Texte à analyser:
******************************

Le fait que ce soit illégal ne posait pas de problème. Quand on a vécu 68 la légalité, c’était secondaire, ce qui importait c’était l’action. Vraiment la légalité, on s’asseyait dessus… En revanche, on voulait être irréprochable sur le plan médical. On a appris qu’il y avait déjà un groupe de médecins et d’étudiants à Grenoble qui faisaient des avortements selon la même méthode. Nous sommes allés les voir, nous avons échangé, nous avons assisté aux avortements qu’ils faisaient et nous nous sommes lancés.

******************************

Travail demandé:
1) Répondez à ces questions sur le texte :
(a) Sur quel plan voulait-on être irréprochable ?
(b) Dans quelle ville se trouvait déjà un groupe de médecins et d'étudiants ?
(c) Que faisait ce groupe ?
2) Veuillez relever, dans l'ordre du texte, toutes les actions conjuguées avec le pronom « nous ».

Données présentées:
******************************

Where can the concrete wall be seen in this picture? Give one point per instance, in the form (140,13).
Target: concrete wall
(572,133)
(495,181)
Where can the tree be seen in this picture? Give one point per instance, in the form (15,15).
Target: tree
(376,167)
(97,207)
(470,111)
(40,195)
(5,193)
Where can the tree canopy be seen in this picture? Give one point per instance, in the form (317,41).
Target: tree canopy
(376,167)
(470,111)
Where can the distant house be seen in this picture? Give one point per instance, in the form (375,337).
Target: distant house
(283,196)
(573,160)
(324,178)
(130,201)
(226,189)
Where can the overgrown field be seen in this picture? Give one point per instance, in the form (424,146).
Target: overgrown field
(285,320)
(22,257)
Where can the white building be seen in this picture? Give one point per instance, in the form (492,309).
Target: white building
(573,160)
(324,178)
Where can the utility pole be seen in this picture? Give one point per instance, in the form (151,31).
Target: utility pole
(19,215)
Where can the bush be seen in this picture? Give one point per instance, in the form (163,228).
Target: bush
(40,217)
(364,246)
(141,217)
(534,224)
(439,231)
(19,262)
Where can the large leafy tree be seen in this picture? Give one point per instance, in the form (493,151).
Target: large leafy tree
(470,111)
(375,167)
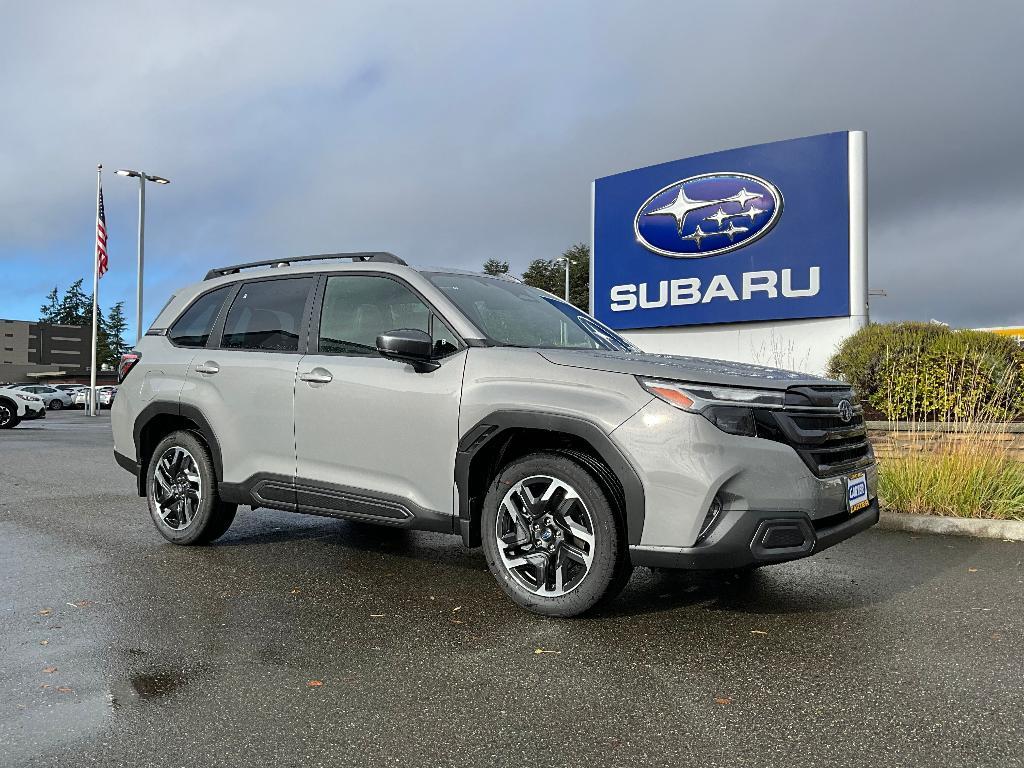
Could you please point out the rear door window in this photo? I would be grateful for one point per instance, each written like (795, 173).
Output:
(193, 329)
(268, 315)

******************************

Corrigé détaillé:
1)
(a) Sur le plan médical.
(b) À Grenoble.
(c) Des avortements selon la même méthode.

2) « sommes allés les voir », « avons échangé », « avons assisté aux avortements qu'ils faisaient », « nous sommes lancés ».